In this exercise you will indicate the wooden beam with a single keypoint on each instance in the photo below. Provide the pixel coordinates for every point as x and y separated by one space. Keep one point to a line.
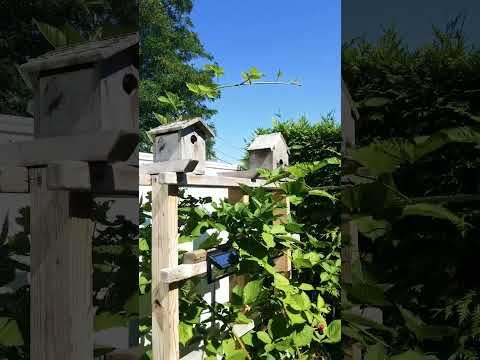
182 166
14 179
236 195
193 180
194 257
182 272
246 174
61 275
165 302
98 178
103 146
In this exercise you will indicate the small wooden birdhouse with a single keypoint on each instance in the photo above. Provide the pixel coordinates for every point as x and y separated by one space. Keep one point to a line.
86 88
268 151
182 140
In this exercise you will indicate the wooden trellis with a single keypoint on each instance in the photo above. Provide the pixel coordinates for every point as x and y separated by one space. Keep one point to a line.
165 179
85 131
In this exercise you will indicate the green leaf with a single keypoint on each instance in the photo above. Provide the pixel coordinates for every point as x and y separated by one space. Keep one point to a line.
108 320
54 36
412 355
143 245
185 332
371 228
217 70
264 337
281 282
322 193
268 240
306 287
334 331
251 291
278 229
375 352
434 211
10 334
304 337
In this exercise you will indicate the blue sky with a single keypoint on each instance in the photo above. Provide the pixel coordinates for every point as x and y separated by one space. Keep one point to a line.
300 38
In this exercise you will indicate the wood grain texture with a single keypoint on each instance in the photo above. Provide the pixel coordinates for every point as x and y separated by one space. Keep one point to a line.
194 180
13 179
182 272
236 195
100 146
61 276
165 302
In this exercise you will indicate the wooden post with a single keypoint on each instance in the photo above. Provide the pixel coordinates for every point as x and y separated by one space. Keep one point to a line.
349 230
235 195
165 302
283 263
61 275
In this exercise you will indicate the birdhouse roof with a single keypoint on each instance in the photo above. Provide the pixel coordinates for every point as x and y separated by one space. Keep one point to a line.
268 141
84 53
180 125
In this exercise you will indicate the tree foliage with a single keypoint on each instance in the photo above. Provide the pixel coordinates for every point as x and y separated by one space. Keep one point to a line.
413 194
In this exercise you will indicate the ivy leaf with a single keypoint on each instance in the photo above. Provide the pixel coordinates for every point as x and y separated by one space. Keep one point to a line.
217 70
54 36
299 302
306 287
412 355
375 352
143 245
268 240
264 337
281 282
251 291
10 334
185 332
304 337
322 193
372 228
334 331
433 210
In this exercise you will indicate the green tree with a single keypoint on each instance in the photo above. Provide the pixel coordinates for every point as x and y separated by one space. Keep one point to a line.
24 34
168 47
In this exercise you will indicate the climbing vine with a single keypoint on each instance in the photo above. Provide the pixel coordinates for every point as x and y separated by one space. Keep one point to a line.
292 317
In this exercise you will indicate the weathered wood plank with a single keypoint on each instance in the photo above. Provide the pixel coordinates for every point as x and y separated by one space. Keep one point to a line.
14 179
61 282
246 174
236 195
165 307
69 175
182 166
182 272
98 178
196 256
101 146
194 180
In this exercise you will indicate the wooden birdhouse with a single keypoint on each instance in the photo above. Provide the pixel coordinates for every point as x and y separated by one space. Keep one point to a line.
268 151
86 88
182 140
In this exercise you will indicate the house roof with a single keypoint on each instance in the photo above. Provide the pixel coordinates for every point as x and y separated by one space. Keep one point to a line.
87 52
268 141
180 125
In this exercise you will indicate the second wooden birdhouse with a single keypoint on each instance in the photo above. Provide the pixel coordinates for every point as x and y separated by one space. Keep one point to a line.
182 140
268 151
86 88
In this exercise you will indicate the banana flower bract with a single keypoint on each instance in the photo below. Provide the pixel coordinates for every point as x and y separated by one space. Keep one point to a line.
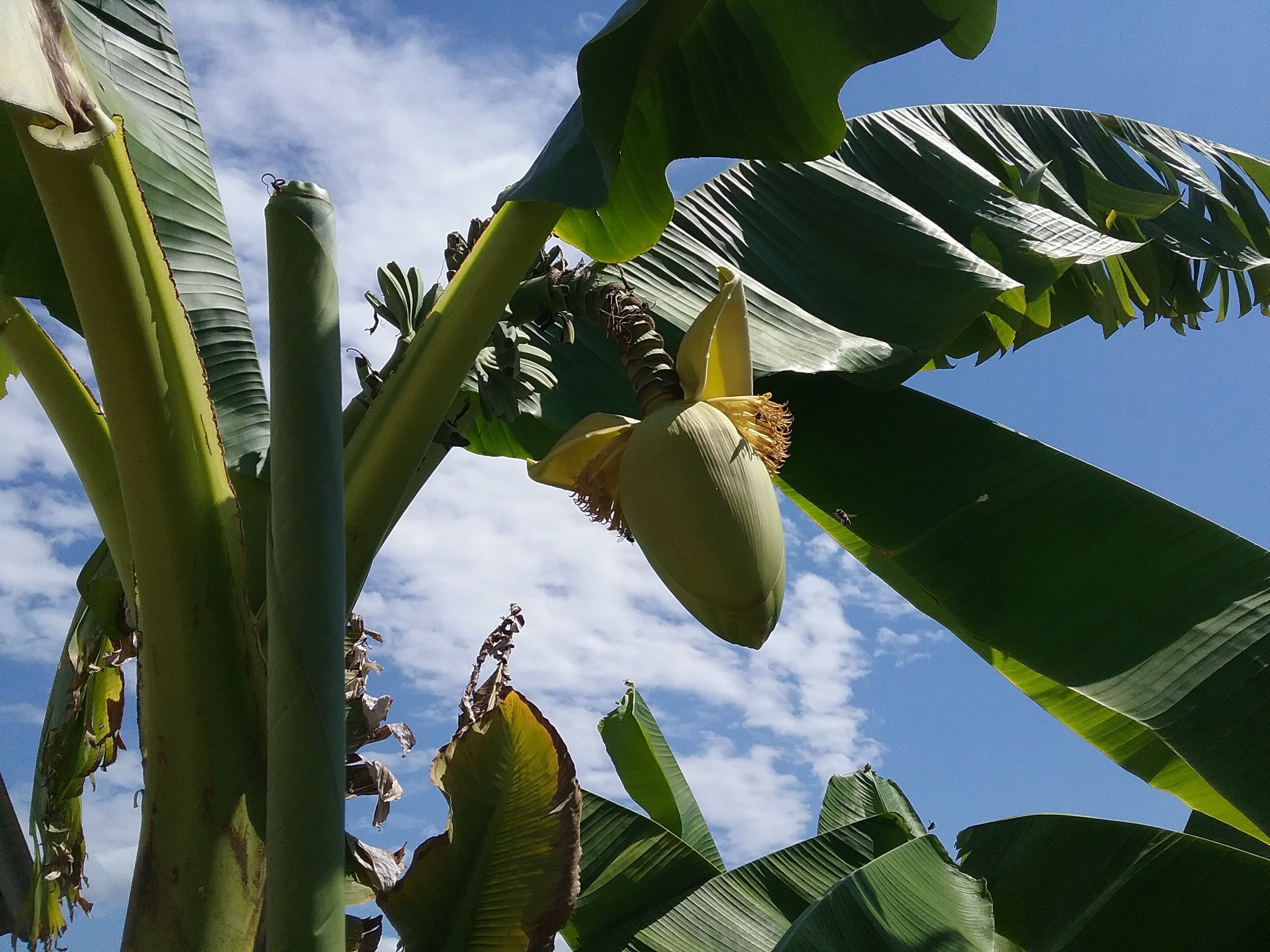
691 481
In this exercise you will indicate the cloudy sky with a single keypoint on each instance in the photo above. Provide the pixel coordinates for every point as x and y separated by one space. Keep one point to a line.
415 117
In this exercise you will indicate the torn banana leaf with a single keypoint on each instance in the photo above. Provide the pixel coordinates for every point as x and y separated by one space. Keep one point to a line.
506 869
1140 625
958 230
668 79
366 723
80 737
130 60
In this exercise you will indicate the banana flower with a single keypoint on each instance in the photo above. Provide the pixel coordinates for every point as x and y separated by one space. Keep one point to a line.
691 481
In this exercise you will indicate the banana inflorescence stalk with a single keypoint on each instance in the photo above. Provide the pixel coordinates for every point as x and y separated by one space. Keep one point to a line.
690 481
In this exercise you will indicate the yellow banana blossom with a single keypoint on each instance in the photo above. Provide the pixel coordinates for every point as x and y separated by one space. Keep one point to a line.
690 483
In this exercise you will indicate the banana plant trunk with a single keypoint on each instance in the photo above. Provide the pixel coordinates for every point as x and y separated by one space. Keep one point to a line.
305 881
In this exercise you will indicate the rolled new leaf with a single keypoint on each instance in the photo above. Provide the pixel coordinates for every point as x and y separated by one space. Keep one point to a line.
854 796
652 776
201 848
305 800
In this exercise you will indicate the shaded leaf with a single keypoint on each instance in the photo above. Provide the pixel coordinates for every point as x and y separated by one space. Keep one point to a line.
1203 826
854 796
907 901
363 935
8 368
958 230
505 874
1074 882
1140 625
668 79
652 776
16 869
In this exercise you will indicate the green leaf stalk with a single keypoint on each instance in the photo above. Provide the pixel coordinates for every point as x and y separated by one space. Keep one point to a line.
200 875
305 800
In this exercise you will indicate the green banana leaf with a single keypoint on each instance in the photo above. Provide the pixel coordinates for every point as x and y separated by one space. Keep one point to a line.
854 796
910 899
750 908
1137 623
670 79
652 776
957 230
131 57
305 555
8 368
1074 882
633 871
16 869
1203 826
506 869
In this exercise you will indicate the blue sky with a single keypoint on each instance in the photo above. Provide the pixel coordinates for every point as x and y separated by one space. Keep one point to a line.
415 115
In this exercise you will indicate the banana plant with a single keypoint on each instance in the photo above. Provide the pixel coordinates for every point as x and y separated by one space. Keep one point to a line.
941 233
874 878
925 237
112 221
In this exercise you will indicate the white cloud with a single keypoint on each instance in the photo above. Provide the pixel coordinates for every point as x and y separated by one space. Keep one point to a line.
22 713
412 140
756 808
37 589
589 23
112 824
908 646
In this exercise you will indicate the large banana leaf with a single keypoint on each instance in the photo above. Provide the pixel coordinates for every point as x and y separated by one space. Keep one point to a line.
633 870
652 776
1140 625
750 908
1074 882
505 874
16 869
1203 826
668 79
854 796
955 230
1132 621
131 59
912 898
1137 623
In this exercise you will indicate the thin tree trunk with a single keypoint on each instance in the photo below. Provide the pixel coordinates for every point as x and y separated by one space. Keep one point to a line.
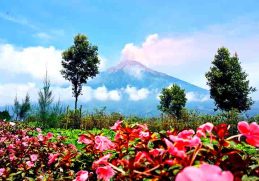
76 97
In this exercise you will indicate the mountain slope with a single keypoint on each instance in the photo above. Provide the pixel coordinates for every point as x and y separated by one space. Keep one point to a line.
132 73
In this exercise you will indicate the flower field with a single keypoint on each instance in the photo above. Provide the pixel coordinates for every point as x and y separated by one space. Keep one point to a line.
130 152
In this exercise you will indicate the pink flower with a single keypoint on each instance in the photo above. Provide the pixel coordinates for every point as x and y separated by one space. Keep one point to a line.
102 161
52 158
40 137
25 144
30 164
105 173
144 135
116 126
103 143
181 141
82 175
142 157
251 132
12 157
49 135
83 139
203 129
34 157
205 172
2 170
156 152
175 151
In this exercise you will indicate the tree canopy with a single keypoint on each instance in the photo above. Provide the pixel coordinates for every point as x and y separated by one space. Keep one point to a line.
172 100
228 83
80 62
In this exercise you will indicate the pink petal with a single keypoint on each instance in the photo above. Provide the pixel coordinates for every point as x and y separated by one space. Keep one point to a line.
243 127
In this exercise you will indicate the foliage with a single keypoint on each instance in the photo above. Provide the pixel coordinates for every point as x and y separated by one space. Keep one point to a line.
228 83
138 153
172 100
28 157
45 100
5 115
21 110
80 62
126 152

__OBJETIVO DEL EJERCICIO__. Edita el tramo que va desde la fila que contiene "In this exercise you will indicate the pink petal" hasta la última fila, ambas incluidas, reemplazando "foliage" por "greenery" y dejando todo lo demás igual.

__RESPUESTA CORRECTA__.
In this exercise you will indicate the pink petal with a single keypoint on each instance in the photo above. Provide the pixel coordinates for every point as x and y separated by one space. Keep one point to a line.
243 127
In this exercise you will indicate the greenery with a single keypoint on each instance in the photo above. Provide the pixel coordinates for every point as x and y separated by one space. Keep one point to a line.
228 83
138 153
172 100
28 157
45 100
5 115
21 110
80 62
126 152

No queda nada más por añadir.